**Provided text**
====
Postcards and red cards

Six more games for the superfan included one that had four red cards.

With the weather still quite summer-like, the superfan clocked up another six games to take him up to 41 for the season and 5,714 all told. He expects to have to recall the anorak from its loan period at the Natural History Museum within the next few days.

The six results were: Hayes & Yeading United 0-3 AFC Wimbledon (FA Youth Cup), Sporting Bengal United 3-4 Erith & Belvedere (Kent League), Clissold Casuals 5-2 West End (Islington Midweek League), Bexhill United 3-2 TD Shipley (Sussex County League Division Three), Bexhill United Reserves 1-0 Little Common Reserves (Reserve Section East) and Baldon Sports 2-3 London Maccabi Lions (FA Sunday Cup).

So there were 28 goals. And six red cards too, including FOUR in one game.

Bexhill is on the East Sussex coast near Hastings and when my parents lived in that area, I was a big fan of Bexhill Town (now ‘Bexhill United’), following them both home and away in the Sussex County League. I still remember the trauma of their relegation from the top flight in the ‘90s. They had three games to play at the end of the season, all away, and they had to win all three to avoid the drop.

They won the first of those, a night game at Stamco, 5-4 with a header from a corner in the last minute. Phew. Then they faced a local derby at Hailsham on the following Saturday. Bexhill’s ‘keeper was outstanding as he kept them at bay until the 80th minute, when the goal was scored that sent them down. Bexhill fans behind the goal remarked on the scruffy appearance of the ‘keeper’s tracksuit bottoms. “We’ve been using them as the dog’s blanket”, he explained.

There was a particularly vicious-looking dog on the Eastbourne to Bexhill leg of my train journey down on Saturday. It was the sort that you would see in a ‘Wallace and Gromit’ film wearing a collar with spikes sticking out of it. If it hadn’t been sitting on its owner’s lap, and held by it, I’m sure it would’ve gone for me.

The first team kicked off at 2pm against newly promoted TD Shipley from Crawley and I was quickly joined behind the goal by a friend from the days when Dad and I used to watch games at Bexhill’s ‘Polegrove’ ground, only 50 yards or so from the sea front. It was 1-1 at half-time and I would’ve settled for a point, but table-topping United played very well in the second half to win 3-2.

With the reserve game against Little Common not due to start for half-an-hour or so, we went to the café by the beach for a cup of tea and a biscuit. I wouldn’t like to guess Peter’s age but he told me he’d attended a couple of the football matches at the 1948 Olympics, when we last hosted the Games. He mentioned Sweden v Korea at Selhurst Park, which he thought had finished 12-0.

Yesterday’s FA Sunday Cup Preliminary Round tie at Dulwich Hamlet’s ground was bizarre to say the least. Baldon Sports from the London and Kent Border League lost 3-2 to London Maccabi Lions after extra time and by the end they only had seven players. Four had been sent off in completely separate incidents and three of those were brothers! I’d never seen anything like it.
====
**Dataset extract**
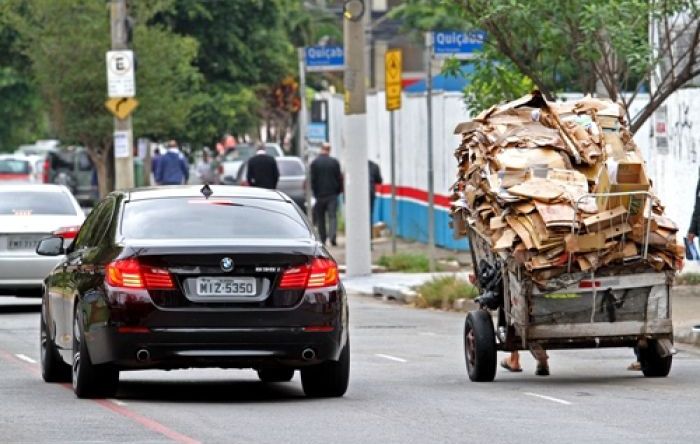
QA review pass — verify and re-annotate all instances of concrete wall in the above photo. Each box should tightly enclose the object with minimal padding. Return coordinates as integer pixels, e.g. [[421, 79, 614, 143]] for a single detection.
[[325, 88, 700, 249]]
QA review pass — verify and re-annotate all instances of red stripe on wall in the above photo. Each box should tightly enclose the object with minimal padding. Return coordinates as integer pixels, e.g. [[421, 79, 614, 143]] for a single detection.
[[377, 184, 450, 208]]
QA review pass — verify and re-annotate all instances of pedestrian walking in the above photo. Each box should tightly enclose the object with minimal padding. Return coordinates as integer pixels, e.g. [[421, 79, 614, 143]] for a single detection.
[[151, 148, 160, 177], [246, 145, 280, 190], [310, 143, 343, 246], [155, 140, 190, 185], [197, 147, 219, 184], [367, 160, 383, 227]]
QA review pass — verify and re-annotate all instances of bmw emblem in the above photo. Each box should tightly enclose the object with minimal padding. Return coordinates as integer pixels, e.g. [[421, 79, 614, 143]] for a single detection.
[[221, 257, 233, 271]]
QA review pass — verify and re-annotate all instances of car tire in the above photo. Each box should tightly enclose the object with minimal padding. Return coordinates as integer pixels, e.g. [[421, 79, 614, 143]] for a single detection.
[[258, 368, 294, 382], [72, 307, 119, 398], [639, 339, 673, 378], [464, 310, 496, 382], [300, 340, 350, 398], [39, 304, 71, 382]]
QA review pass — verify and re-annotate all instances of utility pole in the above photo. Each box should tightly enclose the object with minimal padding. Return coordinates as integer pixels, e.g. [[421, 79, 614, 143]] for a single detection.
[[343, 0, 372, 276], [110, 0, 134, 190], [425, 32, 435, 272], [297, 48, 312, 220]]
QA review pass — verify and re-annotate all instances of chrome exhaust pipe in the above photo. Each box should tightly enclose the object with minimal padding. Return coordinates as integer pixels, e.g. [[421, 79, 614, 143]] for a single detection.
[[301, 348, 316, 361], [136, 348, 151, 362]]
====
**Exercises to complete**
a: Return everything in the superfan post from "Postcards and red" down to "in one game.", copied word for word.
b: Recast everything in the records from the line containing "QA review pass — verify and re-annotate all instances of utility" down to the end of the records as a numbered list, omitting blank lines.

**Results**
a:
Postcards and red cards

Six more games for the superfan included one that had four red cards.

With the weather still quite summer-like, the superfan clocked up another six games to take him up to 41 for the season and 5,714 all told. He expects to have to recall the anorak from its loan period at the Natural History Museum within the next few days.

The six results were: Hayes & Yeading United 0-3 AFC Wimbledon (FA Youth Cup), Sporting Bengal United 3-4 Erith & Belvedere (Kent League), Clissold Casuals 5-2 West End (Islington Midweek League), Bexhill United 3-2 TD Shipley (Sussex County League Division Three), Bexhill United Reserves 1-0 Little Common Reserves (Reserve Section East) and Baldon Sports 2-3 London Maccabi Lions (FA Sunday Cup).

So there were 28 goals. And six red cards too, including FOUR in one game.

b:
1. QA review pass — verify and re-annotate all instances of utility pole in the above photo. Each box should tightly enclose the object with minimal padding. Return coordinates as integer pixels, e.g. [[421, 79, 614, 143]] for a single detection.
2. [[343, 0, 372, 276], [110, 0, 134, 190], [425, 32, 435, 272], [297, 48, 312, 220]]
3. QA review pass — verify and re-annotate all instances of chrome exhaust pipe in the above photo. Each box should tightly enclose the object with minimal padding. Return coordinates as integer pixels, e.g. [[421, 79, 614, 143]] for a single detection.
4. [[301, 348, 316, 361], [136, 348, 151, 362]]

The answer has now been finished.